Format every line of the rows below as a JSON list of strings, one string per line, leaving out any blank lines.

[start Stored records]

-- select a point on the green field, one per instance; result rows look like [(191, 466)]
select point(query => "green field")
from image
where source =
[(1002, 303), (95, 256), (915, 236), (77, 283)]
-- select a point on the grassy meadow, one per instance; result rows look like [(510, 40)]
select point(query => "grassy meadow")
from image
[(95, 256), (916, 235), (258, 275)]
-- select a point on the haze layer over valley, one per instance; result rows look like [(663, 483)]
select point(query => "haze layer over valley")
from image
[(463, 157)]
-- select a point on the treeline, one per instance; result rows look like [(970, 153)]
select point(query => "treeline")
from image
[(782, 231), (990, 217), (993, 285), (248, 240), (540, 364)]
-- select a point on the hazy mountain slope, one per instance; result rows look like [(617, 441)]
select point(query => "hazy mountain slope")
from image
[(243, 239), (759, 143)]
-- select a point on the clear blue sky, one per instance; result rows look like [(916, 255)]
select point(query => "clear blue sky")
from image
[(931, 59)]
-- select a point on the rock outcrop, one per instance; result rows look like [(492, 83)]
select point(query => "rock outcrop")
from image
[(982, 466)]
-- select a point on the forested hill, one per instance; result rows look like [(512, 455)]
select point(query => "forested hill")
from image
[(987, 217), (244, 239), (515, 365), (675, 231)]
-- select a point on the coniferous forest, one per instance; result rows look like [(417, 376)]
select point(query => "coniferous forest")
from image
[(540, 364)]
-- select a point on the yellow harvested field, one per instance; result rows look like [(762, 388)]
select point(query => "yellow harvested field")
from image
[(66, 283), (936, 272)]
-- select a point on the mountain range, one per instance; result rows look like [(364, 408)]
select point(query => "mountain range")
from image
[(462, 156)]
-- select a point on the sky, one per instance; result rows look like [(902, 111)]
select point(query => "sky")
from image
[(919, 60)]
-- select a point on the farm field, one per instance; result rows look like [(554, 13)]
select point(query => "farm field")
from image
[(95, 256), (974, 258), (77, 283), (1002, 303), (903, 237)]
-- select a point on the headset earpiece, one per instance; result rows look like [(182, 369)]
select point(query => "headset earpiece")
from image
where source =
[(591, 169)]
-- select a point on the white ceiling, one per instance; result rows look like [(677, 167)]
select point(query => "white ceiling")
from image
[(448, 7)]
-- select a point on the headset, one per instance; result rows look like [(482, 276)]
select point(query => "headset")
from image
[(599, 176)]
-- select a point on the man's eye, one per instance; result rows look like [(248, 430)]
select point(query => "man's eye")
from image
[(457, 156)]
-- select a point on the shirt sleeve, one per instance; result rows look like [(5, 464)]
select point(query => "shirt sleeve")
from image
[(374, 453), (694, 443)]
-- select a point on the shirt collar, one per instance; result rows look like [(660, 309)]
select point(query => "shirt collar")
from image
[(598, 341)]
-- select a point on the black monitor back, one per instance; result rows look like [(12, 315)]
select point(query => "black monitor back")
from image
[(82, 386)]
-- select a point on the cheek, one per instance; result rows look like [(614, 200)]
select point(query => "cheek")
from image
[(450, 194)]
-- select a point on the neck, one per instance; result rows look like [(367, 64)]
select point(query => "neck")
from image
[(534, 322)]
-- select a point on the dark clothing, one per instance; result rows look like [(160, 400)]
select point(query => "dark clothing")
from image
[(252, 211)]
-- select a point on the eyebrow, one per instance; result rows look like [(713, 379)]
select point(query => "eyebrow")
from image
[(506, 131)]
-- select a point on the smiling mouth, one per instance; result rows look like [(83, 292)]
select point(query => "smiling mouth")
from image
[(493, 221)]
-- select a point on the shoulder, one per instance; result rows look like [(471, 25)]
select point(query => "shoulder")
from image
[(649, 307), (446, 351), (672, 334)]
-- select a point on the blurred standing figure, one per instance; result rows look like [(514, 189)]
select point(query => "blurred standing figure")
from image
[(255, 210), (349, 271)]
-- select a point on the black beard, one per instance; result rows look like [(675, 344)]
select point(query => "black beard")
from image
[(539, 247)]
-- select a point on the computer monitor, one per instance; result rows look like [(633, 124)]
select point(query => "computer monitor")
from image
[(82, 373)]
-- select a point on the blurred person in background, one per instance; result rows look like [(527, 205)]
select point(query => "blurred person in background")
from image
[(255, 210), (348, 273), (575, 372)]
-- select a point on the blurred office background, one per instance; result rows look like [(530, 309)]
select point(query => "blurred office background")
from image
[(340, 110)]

[end Stored records]

--- Response for this exercise ---
[
  "-- select a point on the green field, one per instance; result rows look like [(191, 466)]",
  "select point(query => \"green field\")",
  "from image",
  "where source =",
  "[(1002, 303), (95, 256), (915, 236), (77, 283)]",
  "-- select a point on the grassy meadow, one per instance; result rows look like [(510, 40)]",
  "select point(query => \"grassy meadow\")",
  "from image",
  "[(95, 256), (916, 235), (258, 275)]",
  "-- select a point on the haze layer over valley, one per instance; result rows look like [(663, 483)]",
  "select point(query => \"haze layer over valley\")",
  "from image",
  "[(463, 157)]",
  "-- select a point on the treeline, one per instance; result rows look like [(970, 153)]",
  "select point(query => \"treeline\")",
  "from image",
  "[(782, 231), (990, 217), (993, 285), (248, 240), (540, 364)]",
  "-- select a point on the hazy mountain slope, one per instance; result rows look like [(617, 441)]",
  "select point(query => \"hazy mountain slope\")",
  "from image",
  "[(243, 239), (759, 143)]",
  "-- select a point on the clear blue sky, one per instance; result rows look like [(916, 255)]",
  "select point(query => \"clear blue sky\")",
  "from image",
  "[(931, 59)]",
  "-- select a point on the rock outcrop, one per instance; result rows look like [(492, 83)]",
  "select point(query => \"rock outcrop\")",
  "from image",
  "[(982, 466)]",
  "-- select a point on the forested hill, one per instance; result rows look like [(512, 455)]",
  "select point(query => \"forested hill\")",
  "from image",
  "[(987, 217), (244, 239), (515, 365), (675, 231)]",
  "-- select a point on the coniferous forest, one per instance; result rows look like [(417, 376)]",
  "select point(query => \"coniferous forest\")",
  "from image",
  "[(540, 364)]",
  "-- select a point on the yellow harvested field, one per instance; result rows look like [(762, 388)]",
  "select point(query => \"yellow harvested field\")",
  "from image",
  "[(66, 283), (936, 272)]",
  "-- select a point on the mountain range, one per instance; result rows look like [(364, 408)]",
  "select point(query => \"mountain range\")",
  "from image",
  "[(462, 156)]",
  "-- select a point on the sky, one per instance; result rows look like [(902, 111)]",
  "select point(query => \"sky\")",
  "from image",
  "[(919, 60)]",
  "-- select a point on the farm field, one per instance; result rows look like [(554, 13)]",
  "select point(query => \"farm field\")",
  "from image",
  "[(95, 256), (974, 258), (77, 283), (1002, 303), (903, 237)]",
  "-- select a point on the headset earpiece, one per instance; result rows look like [(182, 369)]",
  "select point(query => \"headset earpiece\")",
  "from image",
  "where source =",
  "[(591, 169)]",
  "-- select a point on the white ceiling, one per instance; result rows look like [(677, 167)]",
  "select point(query => \"white ceiling\")",
  "from image",
  "[(448, 7)]",
  "-- select a point on the headset, one per instance; result rows look like [(482, 276)]",
  "select point(query => \"headset\")",
  "from image",
  "[(599, 176)]",
  "-- select a point on the man's eye, one per instance; result rows look like [(248, 430)]",
  "select point(query => \"man's eye\")",
  "from image",
  "[(457, 156)]",
  "-- select a point on the shirt sleeve, one per instance; result rows look like [(5, 464)]",
  "select point(query => \"shirt sleeve\")",
  "from image",
  "[(374, 453), (694, 443)]",
  "-- select a point on the shirt collar, one per instance; result rows look like [(660, 309)]",
  "select point(query => \"shirt collar\")",
  "from image",
  "[(598, 341)]",
  "-- select a point on the black monitor back, one per instance; result rows look like [(12, 315)]",
  "select point(query => \"black monitor back\")",
  "from image",
  "[(82, 386)]",
  "-- select a point on the cheek, one per instance; result rows look like [(614, 200)]",
  "select point(query => \"cheek\")",
  "from image",
  "[(450, 194)]",
  "-- select a point on the neck, one per instance; result rows look like [(367, 64)]",
  "select point(query => \"neck\")",
  "from image",
  "[(534, 322)]",
  "-- select a point on the dark clothing, one per instance; result rows look like [(160, 400)]",
  "select point(query => \"dark clothing\")",
  "from image",
  "[(252, 211)]",
  "-- select a point on the eyebrow, one per instance; result rows look like [(713, 379)]",
  "select point(query => \"eyebrow\")",
  "from image",
  "[(506, 131)]",
  "-- select a point on the smiling mouth, one per instance; result rows look like [(83, 292)]",
  "select point(query => \"smiling mouth\")",
  "from image",
  "[(493, 221)]",
  "-- select a point on the shoulder, one per instance; result rows look like [(471, 25)]",
  "select point(query => \"shoulder\")",
  "from image",
  "[(649, 307), (446, 351), (672, 334)]",
  "-- select a point on the blurred standing figure, one per instance; result rows look like [(514, 189)]",
  "select point(query => \"blurred standing figure\")",
  "from image",
  "[(255, 210), (349, 271)]",
  "-- select a point on the black beard, one per instance; result rows look like [(675, 344)]",
  "select point(query => \"black beard\")",
  "from image",
  "[(539, 247)]",
  "-- select a point on the computer monitor, one per instance; result rows look like [(633, 124)]",
  "select point(query => \"computer monitor\")",
  "from image",
  "[(82, 373)]",
  "-- select a point on the blurred person in background, one per instance; result rows look like [(527, 205)]",
  "select point(query => \"blurred person in background\")",
  "from image",
  "[(255, 210), (348, 273), (575, 372)]",
  "-- select a point on the blurred office background, one per instance; result rows look like [(530, 309)]",
  "select point(query => \"blurred office background\")",
  "from image",
  "[(340, 110)]"
]